**ASSIGNMENT**
Retype the records exactly.

Dataset entries

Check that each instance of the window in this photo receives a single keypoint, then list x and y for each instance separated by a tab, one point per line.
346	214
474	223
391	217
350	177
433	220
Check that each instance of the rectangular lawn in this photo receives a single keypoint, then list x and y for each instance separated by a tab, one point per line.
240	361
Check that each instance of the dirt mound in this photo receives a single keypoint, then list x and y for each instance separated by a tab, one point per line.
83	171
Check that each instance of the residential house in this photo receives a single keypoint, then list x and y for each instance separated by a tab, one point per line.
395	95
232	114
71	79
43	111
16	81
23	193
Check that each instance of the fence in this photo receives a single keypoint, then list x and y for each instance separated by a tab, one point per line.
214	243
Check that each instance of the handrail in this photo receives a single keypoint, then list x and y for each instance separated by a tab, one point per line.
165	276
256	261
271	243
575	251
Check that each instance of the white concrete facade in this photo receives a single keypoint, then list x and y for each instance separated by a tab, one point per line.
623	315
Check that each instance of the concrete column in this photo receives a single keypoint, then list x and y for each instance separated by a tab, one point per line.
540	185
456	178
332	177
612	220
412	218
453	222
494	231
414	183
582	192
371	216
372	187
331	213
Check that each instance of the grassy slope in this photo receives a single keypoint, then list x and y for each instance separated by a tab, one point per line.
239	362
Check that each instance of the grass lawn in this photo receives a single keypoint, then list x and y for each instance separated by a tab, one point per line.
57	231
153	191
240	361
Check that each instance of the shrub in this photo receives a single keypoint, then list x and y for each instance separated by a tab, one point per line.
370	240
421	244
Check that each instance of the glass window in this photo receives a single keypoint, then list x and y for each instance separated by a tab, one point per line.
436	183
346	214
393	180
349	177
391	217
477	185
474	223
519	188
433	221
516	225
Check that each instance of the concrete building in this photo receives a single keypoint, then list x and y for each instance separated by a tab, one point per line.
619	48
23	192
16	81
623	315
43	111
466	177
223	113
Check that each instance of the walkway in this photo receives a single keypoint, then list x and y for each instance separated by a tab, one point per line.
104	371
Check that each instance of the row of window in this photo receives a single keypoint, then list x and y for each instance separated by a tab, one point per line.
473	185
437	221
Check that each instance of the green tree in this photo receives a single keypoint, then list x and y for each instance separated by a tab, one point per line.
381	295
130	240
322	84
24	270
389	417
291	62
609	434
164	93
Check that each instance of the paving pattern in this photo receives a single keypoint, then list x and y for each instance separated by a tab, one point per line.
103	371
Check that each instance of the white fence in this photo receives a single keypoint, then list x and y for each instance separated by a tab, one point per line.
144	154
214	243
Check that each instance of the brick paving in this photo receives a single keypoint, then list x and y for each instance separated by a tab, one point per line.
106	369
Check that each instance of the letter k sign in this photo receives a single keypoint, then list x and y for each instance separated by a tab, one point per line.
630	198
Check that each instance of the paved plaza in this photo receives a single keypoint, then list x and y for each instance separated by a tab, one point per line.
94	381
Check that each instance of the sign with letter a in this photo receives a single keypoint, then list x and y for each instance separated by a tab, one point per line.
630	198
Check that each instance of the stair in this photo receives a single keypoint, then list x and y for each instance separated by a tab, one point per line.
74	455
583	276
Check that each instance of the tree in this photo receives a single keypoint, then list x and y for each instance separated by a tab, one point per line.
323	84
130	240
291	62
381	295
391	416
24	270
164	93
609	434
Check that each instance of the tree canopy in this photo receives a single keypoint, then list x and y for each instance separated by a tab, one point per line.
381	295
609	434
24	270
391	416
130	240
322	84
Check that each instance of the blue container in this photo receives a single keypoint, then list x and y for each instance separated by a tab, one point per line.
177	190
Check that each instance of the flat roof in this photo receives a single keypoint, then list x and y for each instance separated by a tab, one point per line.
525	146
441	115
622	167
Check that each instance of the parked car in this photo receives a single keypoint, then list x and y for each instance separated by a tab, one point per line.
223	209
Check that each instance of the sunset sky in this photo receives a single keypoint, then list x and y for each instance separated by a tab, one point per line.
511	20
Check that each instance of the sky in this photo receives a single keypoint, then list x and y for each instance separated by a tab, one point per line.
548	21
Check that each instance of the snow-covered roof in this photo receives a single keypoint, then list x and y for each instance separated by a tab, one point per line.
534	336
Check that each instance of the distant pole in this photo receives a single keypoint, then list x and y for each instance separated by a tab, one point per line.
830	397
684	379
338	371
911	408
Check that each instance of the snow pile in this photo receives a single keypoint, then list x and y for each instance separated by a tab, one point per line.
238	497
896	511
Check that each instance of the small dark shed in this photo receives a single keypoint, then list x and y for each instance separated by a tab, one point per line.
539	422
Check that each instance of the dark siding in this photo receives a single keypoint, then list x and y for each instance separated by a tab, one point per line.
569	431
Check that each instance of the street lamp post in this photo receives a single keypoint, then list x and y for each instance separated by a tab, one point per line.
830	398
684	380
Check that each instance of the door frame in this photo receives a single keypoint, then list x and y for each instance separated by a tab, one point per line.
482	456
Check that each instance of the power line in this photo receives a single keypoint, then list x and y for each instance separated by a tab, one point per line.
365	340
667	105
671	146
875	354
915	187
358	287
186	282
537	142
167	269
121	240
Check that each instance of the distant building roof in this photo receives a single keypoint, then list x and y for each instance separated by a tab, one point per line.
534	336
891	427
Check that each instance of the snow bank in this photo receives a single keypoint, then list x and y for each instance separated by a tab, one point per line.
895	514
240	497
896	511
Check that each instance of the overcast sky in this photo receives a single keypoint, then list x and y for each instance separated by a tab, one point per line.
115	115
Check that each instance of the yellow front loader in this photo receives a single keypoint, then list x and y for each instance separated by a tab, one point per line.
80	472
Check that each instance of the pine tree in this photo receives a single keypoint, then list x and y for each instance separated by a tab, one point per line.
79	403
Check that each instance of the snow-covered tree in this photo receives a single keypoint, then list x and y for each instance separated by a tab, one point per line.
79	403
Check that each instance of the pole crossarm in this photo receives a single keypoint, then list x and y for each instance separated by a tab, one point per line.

**RESPONSE TO THIS TASK**
Check that each instance of the window in this photo receives a single keypoint, then list x and y for each instance separated by a tab, one point per line.
346	214
474	223
391	217
350	177
433	220
Check that each instance of the rectangular lawn in this photo receives a single keypoint, then list x and y for each instance separated by a tab, one point per line.
240	361
Check that each instance of the dirt mound in this photo receives a single keypoint, then list x and y for each instance separated by a tab, one point per line.
83	171
Check that each instance of the residential house in this photo receives a single keypoint, then list x and y for each instance separated by a tab, one point per line.
395	95
232	114
71	79
43	111
16	81
23	193
Check that each instance of the fence in this photo receives a single keypoint, then list x and y for each instance separated by a tab, one point per line.
214	243
Check that each instance of the handrail in this photo receives a single keypoint, then list x and y for each instance separated by a tab, one point per line.
165	276
256	261
271	243
575	251
Check that each instance of the white concrete facade in this photo receives a single keypoint, then list x and y for each instance separated by a tab, one point per line.
623	315
Check that each instance of the concrete column in this photo receives a single keypoint, then list x and y for each instance separated by a tab, one point per line.
540	185
456	178
332	177
612	220
412	218
453	222
494	231
414	183
582	192
371	216
372	187
331	213
Check that each instance of the grassy slope in this photo receives a single keypoint, then list x and y for each instance separated by a tab, one point per line.
239	362
Check that each instance of the grass lawn in this photo receives a single keypoint, then list x and y for each instance separated by a tab, one point per line.
57	231
153	191
240	361
Check that each instance of the shrub in this photo receives a single keypoint, then list x and y for each instance separated by a tab, one point per line.
370	240
421	244
Check that each instance of the glass window in this photo receives a single keypoint, then list x and y for each instance separated by a tab, one point per line.
436	183
346	214
393	180
349	177
391	217
477	185
474	223
519	188
433	221
516	225
Check that each instance of the concrete building in this photo receives a single keypoint, then list x and y for each instance separated by a tab, one point per line.
619	48
23	192
16	81
623	315
43	111
466	177
223	113
Check that each instance of the walkway in this photo receives a single keypoint, then list x and y for each instance separated by a tab, one point per line.
104	371
Check that each instance of the row of window in this photo receives a single keypoint, then list x and y for each instance separated by a tab, one point per line.
473	185
437	221
Check that each instance of the green tree in this photo receives a single keypoint, then list x and y for each instance separated by a tab, one point per line.
381	295
130	240
322	84
24	270
389	417
291	62
609	434
164	93
Check that each instance of the paving pattern in this photo receives a single keypoint, then list x and y for each instance separated by a tab, one point per line.
103	371
Check that each instance of the white fence in this photo receives a single keypoint, then list x and y for each instance separated by a tab, one point per line.
144	154
214	243
Check that each instance of the brick paving in this photo receives a single keypoint, then list x and y for each instance separated by a tab, one point per line.
106	369
Check that each instance of the letter k sign in this photo receives a single keypoint, then list x and y for each instance separated by a tab, one point per line.
630	198
Check that each instance of the paved plaza in this photo receives a single keypoint, then list x and y for each instance separated by a tab, one point per line.
94	381
Check that each instance of the sign with letter a in this photo receives a single keypoint, then list x and y for each instance separated by a tab, one point per line.
630	198
Check that each instance of the stair in this photo receives a single keypoint, then list x and y for each instance separated by a tab, one point per line.
74	455
583	276
Check that each instance of the tree in this photo receives a single keypoint, then list x and y for each instance separated by a tab, one point per line.
323	84
130	240
291	62
381	295
391	416
24	270
164	93
609	434
Check that each instance of the tree canopy in this photo receives a single keypoint, then list x and y for each instance separated by a tab, one point per line.
381	295
609	434
24	270
391	416
130	240
322	84
Check that each instance of the blue container in this photo receives a single keypoint, then list x and y for each instance separated by a tab, one point per line.
177	190
Check that each instance of the flat roof in this photo receives a single keypoint, then list x and y for each instance separated by a tab, one point per line.
525	146
441	115
622	167
Check that each instance of the parked car in this photo receives a single keypoint, then list x and y for each instance separated by a tab, one point per line.
223	209
Check that each instance of the sunset sky in this photo receives a single keypoint, then list x and y for each instance separated by a tab, one point per line.
511	20
Check that each instance of the sky in this photo receives a single keypoint, then list x and y for each instance separated by a tab, one point per line.
548	21
Check that each instance of the snow-covered roof in this photo receives a single keypoint, then list x and y for each instance separated by a tab, one point per line.
534	336
Check that each instance of the distant pole in this photo receives a single keypoint, then list x and y for each instance separated by a tab, one point per line.
830	397
684	379
338	371
911	408
Check that each instance of the snow pile in this photo receives a single keypoint, then list x and y for each instance separated by a tab, one point per line.
238	497
896	511
Check that each instance of the small dark shed in this photo receives a single keypoint, then list x and y for each instance separated by a tab, one point per line.
539	422
Check that each instance of the dark siding in this photo receives a single keypoint, then list x and y for each instance separated by a tab, one point per line.
569	431
Check that each instance of the street lamp post in this photo receives a single keypoint, then list x and y for each instance separated by a tab, one point per line.
830	398
684	380
Check that each instance of the door frame in this photo receives a single keypoint, then list x and y for each instance separated by a tab, one point per line.
482	456
Check that each instance of the power line in this photo receives a single keypoint, then list x and y for each instance separated by a tab, one point per line.
365	340
667	105
671	146
875	354
915	187
358	287
186	282
537	142
167	269
121	240
Check that each instance of the distant building roof in this photo receives a single keypoint, then list x and y for each instance separated by a tab, one point per line.
534	336
891	427
Check that each instance of the snow bank in this photo receives a single keypoint, then list x and y for each instance separated by a tab, one point per line.
895	514
240	497
896	511
Check that each instance of the overcast sky in this photo receives a single keypoint, then list x and y for each instance separated by a tab, one point per line.
115	115
Check that each instance of the yellow front loader in this photo receives a single keypoint, then list x and y for each instance separated by a tab, one point per line.
80	472
Check that each instance of the pine tree in this photo receives a single keypoint, then list x and y for each instance separated by a tab, one point per line.
79	403
Check that each instance of the snow-covered tree in this photo receives a single keypoint, then list x and y for each instance separated by a tab, one point per line.
79	403
Check that each instance of the pole crossarm in this photo receives a single keypoint, then list x and y for each instance separated by a tab, one point per line.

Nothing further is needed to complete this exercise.